PAGE EXCERPT:
━━━━━━━━━━━━━━━━
Can I Sue a Truck Driver’s Employer in A Truck Accident Claim?
Contact A Mobile Truck Accident Lawyer
After an accident with a tractor-trailer or other commercial vehicle, it can be tough to figure out who may be liable for damages. Suing a trucking company can be daunting, so it’s important to know what you’re getting into before filing a claim. The personal injury lawyers at Moore Law Firm have successfully recovered compensation for injured victims in all types of truck accident liability cases. Understanding the factors that determine who may be liable for your injuries and losses can help you make informed decisions when it comes to option for recovering compensation.
Who Is Liable In A Truck Accident Claim?
It depends. The circumstances surrounding an accident and whether or not a driver is an independent contractor or employee of the trucking company are two crucial elements that must be considered. Determining who may be responsible can be a complex process and require extensive investigation, so it’s critical to hire a personal injury lawyer who has extensive experience handling and winning truck accident cases.
When The Driver Is An Employee Of A Trucking Company
When the driver is an employee or agent of the trucking company that owns or leases a vehicle, they are typically responsible for damages if an accident was the driver’s fault. If the operator was negligent, both the driver and trucking company may be jointly and severally (individually) liable. This means that an injured victim or the family of someone who was killed in a truck accident may file a claim against either or both the negligent truck driver and trucking company.
━━━━━━━━━━━━━━━━
CHALLENGE 1:
According to the truck accident page, what two elements must be considered when determining who is liable?
CHALLENGE 2:
Give each sentence of the paragraph under the heading "When The Driver Is An Employee Of A Trucking Company" on the truck accident page.
CHALLENGE 3:
From the truck accident page, set down everything from "Who Is Liable" down to "truck accident cases.".
The lines that come next are not required for any of this work.

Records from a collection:
━━━━━━━━━━━━━━━━
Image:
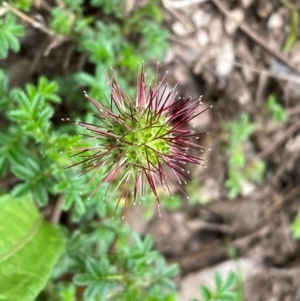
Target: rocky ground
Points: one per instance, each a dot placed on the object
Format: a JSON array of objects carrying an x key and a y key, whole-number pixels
[{"x": 231, "y": 52}]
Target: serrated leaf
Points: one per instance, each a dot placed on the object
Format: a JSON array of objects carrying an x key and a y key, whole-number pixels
[
  {"x": 21, "y": 189},
  {"x": 228, "y": 296},
  {"x": 83, "y": 279},
  {"x": 8, "y": 32},
  {"x": 29, "y": 248},
  {"x": 41, "y": 194},
  {"x": 205, "y": 292},
  {"x": 229, "y": 282}
]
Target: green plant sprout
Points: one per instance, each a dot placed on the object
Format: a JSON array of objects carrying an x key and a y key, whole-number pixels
[
  {"x": 224, "y": 290},
  {"x": 239, "y": 168},
  {"x": 295, "y": 227}
]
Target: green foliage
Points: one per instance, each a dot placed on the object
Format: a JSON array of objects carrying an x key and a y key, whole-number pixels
[
  {"x": 105, "y": 260},
  {"x": 223, "y": 291},
  {"x": 29, "y": 252},
  {"x": 61, "y": 21},
  {"x": 278, "y": 112},
  {"x": 103, "y": 257},
  {"x": 239, "y": 168},
  {"x": 9, "y": 31},
  {"x": 143, "y": 274},
  {"x": 295, "y": 227}
]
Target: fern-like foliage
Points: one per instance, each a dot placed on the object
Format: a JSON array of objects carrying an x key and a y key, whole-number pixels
[
  {"x": 223, "y": 290},
  {"x": 9, "y": 31}
]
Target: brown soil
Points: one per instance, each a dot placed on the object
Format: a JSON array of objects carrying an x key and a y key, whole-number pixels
[{"x": 231, "y": 53}]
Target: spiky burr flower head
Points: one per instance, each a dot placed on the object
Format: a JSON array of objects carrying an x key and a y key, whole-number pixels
[{"x": 138, "y": 138}]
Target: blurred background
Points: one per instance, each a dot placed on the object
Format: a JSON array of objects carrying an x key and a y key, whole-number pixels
[{"x": 242, "y": 214}]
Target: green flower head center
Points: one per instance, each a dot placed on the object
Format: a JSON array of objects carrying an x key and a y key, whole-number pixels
[{"x": 147, "y": 141}]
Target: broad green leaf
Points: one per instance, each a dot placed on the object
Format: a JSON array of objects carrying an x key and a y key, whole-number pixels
[{"x": 29, "y": 248}]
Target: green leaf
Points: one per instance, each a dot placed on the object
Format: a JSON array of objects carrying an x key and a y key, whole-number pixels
[
  {"x": 8, "y": 32},
  {"x": 295, "y": 227},
  {"x": 229, "y": 282},
  {"x": 218, "y": 281},
  {"x": 205, "y": 292},
  {"x": 29, "y": 248}
]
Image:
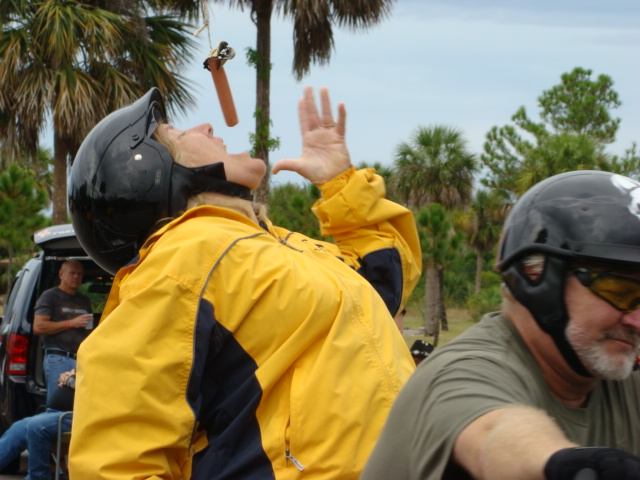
━━━━━━━━━━━━━━━━
FINISHED ANSWER 1:
The circumstances surrounding the accident and whether the driver is an independent contractor or an employee of the trucking company.

FINISHED ANSWER 2:
When the driver is an employee or agent of the trucking company that owns or leases a vehicle, they are typically responsible for damages if an accident was the driver’s fault.
If the operator was negligent, both the driver and trucking company may be jointly and severally (individually) liable.
This means that an injured victim or the family of someone who was killed in a truck accident may file a claim against either or both the negligent truck driver and trucking company.

FINISHED ANSWER 3:
Who Is Liable In A Truck Accident Claim?
It depends. The circumstances surrounding an accident and whether or not a driver is an independent contractor or employee of the trucking company are two crucial elements that must be considered. Determining who may be responsible can be a complex process and require extensive investigation, so it’s critical to hire a personal injury lawyer who has extensive experience handling and winning truck accident cases.